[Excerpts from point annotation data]
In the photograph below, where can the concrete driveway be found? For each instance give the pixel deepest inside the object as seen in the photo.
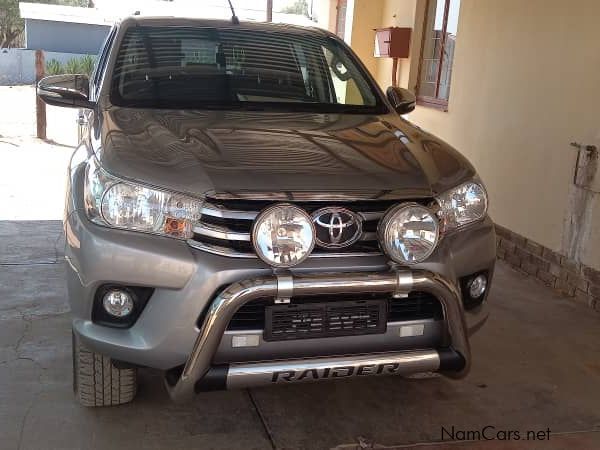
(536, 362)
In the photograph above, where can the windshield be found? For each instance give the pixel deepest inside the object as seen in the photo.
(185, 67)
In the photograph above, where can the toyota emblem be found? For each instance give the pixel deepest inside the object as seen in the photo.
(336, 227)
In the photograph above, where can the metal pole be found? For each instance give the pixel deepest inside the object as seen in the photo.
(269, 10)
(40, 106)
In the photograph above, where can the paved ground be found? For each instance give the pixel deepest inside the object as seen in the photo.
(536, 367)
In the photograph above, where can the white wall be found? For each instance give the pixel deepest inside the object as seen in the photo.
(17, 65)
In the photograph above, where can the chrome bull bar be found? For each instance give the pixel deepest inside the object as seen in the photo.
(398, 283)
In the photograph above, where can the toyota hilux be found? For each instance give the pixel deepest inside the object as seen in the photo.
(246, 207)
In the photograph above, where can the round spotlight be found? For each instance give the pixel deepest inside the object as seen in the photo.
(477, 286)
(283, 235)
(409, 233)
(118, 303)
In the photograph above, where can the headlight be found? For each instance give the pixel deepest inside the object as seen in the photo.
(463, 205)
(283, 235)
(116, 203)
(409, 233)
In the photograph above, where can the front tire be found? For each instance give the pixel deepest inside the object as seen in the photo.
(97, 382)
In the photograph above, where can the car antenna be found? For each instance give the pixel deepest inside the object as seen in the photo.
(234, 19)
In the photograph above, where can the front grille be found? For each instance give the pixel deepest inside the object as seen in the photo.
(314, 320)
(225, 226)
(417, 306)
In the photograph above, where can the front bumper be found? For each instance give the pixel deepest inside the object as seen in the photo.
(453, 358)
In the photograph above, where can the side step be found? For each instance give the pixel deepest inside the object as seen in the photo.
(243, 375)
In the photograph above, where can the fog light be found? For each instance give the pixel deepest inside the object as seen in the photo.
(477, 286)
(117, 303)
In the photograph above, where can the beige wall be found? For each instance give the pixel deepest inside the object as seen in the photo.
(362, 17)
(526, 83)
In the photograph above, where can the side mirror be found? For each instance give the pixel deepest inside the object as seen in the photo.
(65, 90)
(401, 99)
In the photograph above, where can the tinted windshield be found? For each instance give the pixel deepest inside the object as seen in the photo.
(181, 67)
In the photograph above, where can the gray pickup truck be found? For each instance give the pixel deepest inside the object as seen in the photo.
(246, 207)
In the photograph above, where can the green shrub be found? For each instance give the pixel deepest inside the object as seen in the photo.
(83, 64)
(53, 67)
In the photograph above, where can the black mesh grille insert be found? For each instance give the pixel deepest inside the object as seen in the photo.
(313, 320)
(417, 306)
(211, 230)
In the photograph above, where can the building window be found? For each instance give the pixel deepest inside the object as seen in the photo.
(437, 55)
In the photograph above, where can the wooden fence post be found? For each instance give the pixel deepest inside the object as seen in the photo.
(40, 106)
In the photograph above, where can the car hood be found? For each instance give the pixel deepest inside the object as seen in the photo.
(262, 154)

==

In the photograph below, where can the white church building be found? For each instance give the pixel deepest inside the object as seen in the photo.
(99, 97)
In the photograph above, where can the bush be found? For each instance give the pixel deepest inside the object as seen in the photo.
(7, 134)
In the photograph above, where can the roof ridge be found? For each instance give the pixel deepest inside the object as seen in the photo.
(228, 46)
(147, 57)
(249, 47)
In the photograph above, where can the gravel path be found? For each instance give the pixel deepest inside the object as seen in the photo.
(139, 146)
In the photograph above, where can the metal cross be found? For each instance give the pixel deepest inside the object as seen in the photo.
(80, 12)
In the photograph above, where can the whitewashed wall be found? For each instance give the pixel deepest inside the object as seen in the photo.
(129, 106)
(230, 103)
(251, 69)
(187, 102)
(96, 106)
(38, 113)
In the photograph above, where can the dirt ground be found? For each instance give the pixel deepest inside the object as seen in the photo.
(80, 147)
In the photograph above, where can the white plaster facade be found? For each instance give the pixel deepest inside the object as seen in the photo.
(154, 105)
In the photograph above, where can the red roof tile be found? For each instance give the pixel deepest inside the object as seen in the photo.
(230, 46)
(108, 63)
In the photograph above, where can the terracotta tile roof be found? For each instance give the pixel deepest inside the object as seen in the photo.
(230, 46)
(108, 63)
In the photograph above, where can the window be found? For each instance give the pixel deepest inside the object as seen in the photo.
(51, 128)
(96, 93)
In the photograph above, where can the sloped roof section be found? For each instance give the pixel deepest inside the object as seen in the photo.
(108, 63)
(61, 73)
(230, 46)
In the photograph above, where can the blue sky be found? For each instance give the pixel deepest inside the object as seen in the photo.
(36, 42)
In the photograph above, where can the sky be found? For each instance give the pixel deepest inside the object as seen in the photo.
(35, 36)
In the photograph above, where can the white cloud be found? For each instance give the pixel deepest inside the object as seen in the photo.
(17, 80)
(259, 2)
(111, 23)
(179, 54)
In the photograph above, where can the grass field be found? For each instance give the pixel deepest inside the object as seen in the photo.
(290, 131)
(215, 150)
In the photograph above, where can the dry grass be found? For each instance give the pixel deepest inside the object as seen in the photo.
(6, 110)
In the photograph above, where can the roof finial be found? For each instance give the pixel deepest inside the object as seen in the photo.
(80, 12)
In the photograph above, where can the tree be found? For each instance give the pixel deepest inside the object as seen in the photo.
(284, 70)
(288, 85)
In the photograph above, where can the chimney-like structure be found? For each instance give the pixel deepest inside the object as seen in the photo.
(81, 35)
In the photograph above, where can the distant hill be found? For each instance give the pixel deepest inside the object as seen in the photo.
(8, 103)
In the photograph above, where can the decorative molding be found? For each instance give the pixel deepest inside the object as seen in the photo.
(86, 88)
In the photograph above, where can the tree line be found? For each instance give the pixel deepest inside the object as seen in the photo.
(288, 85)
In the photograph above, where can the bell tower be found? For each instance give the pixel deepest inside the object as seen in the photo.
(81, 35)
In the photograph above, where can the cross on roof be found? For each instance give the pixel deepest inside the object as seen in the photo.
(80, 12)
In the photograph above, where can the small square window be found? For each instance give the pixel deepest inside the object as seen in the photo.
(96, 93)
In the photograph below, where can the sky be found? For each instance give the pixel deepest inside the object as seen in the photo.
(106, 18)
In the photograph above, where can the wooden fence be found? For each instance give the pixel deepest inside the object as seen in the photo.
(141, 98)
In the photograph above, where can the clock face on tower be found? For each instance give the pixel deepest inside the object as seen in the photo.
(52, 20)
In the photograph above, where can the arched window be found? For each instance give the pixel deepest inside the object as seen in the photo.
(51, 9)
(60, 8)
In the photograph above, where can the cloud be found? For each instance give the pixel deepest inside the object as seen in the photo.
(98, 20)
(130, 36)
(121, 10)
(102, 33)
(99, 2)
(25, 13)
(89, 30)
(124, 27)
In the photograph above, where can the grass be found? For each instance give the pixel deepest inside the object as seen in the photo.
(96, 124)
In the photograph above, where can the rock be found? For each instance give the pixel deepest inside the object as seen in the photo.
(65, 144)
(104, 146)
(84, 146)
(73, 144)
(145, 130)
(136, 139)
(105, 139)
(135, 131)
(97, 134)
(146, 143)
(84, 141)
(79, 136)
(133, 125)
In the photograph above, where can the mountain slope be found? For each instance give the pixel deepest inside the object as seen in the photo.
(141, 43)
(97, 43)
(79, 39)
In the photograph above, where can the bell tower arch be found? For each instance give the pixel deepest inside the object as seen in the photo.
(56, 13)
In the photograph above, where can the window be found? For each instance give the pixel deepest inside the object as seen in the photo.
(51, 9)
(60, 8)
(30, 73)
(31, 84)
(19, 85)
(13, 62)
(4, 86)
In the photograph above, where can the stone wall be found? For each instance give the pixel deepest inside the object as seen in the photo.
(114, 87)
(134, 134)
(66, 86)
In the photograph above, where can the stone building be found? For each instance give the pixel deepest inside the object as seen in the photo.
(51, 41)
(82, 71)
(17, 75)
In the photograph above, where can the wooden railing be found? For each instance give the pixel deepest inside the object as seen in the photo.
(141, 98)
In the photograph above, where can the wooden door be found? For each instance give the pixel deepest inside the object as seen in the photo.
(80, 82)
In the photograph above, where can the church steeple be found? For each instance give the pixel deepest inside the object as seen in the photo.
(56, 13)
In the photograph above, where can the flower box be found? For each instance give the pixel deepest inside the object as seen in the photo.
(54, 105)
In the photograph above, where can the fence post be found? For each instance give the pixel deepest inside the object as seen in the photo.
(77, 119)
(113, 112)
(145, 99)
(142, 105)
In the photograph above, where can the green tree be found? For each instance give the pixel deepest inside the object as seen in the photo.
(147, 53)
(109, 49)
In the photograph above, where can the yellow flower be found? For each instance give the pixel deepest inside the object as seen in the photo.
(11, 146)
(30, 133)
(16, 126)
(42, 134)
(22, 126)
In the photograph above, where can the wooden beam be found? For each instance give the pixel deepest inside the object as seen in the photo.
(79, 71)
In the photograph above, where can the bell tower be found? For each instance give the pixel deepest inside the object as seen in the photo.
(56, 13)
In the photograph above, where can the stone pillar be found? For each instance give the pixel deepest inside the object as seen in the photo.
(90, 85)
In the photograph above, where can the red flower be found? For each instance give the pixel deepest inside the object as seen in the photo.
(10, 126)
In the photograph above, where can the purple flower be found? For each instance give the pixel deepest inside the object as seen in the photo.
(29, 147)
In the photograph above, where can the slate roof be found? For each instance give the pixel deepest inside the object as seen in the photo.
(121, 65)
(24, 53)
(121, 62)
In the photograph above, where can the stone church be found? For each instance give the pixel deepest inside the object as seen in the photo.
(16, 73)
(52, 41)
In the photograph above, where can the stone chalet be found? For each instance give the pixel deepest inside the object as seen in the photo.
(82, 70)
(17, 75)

## Given exercise:
Show every line of the material above that contains the word "green".

## Exercise answer:
In the photograph above, where can the green shrub be found? For each instance give the pixel deepest inside the object as seen in the photo.
In the photograph above, where can the green tree be found? For each instance give the pixel deepest inside the object as seen in the photo.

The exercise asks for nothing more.